Do this | List every line of the records that contains the word "hummel", copying each line in full.

===============

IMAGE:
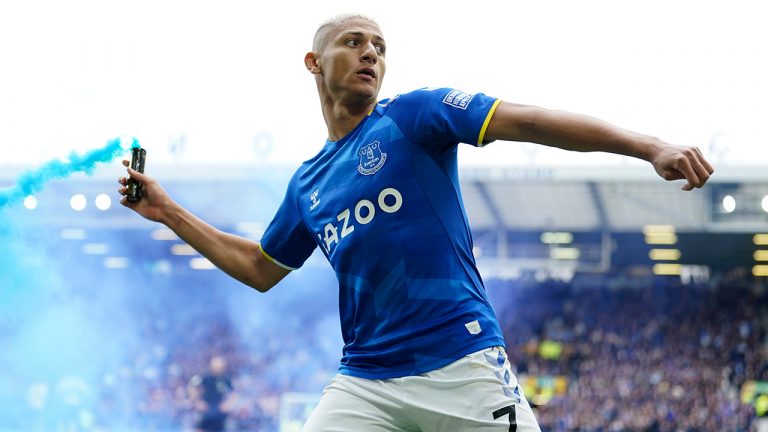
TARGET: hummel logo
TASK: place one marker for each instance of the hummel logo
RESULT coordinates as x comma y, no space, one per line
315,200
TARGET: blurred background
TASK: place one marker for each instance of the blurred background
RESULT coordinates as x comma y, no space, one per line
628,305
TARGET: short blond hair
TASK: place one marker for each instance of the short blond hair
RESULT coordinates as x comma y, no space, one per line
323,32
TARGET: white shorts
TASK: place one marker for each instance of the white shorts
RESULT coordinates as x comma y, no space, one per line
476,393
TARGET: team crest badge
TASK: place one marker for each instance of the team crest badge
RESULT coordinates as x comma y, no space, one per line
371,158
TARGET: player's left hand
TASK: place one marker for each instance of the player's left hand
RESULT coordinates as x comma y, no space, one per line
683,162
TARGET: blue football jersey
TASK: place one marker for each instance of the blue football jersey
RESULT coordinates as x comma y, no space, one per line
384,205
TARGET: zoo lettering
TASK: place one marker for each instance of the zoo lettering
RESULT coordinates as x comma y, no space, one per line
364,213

===============

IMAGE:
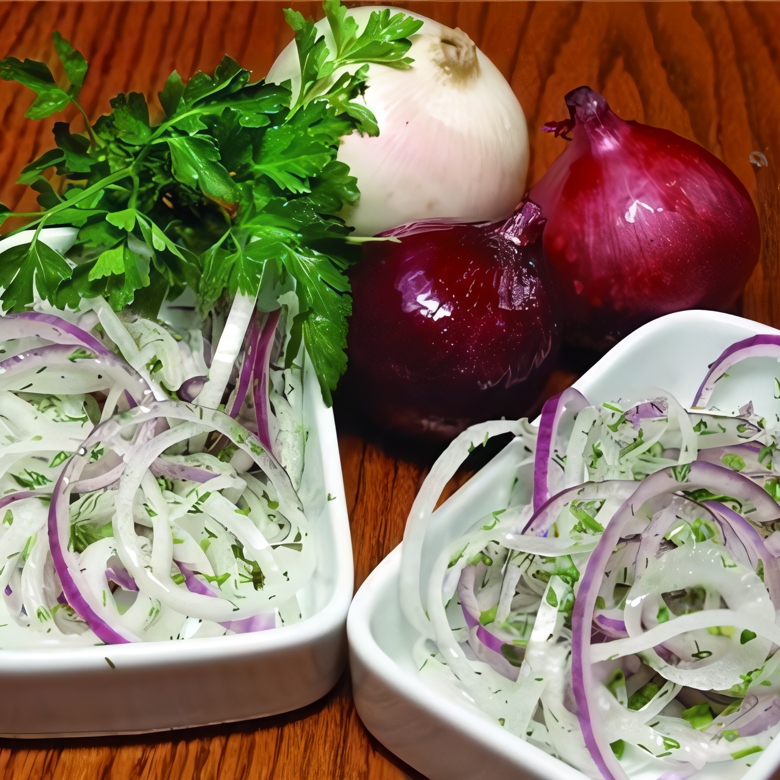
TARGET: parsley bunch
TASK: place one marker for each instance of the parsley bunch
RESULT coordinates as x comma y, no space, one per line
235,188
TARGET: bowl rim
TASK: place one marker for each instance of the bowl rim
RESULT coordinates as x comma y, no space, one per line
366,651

===============

Correct answer |
TARGET: hummel logo
TASK: place one marker for each instance of the hummel logo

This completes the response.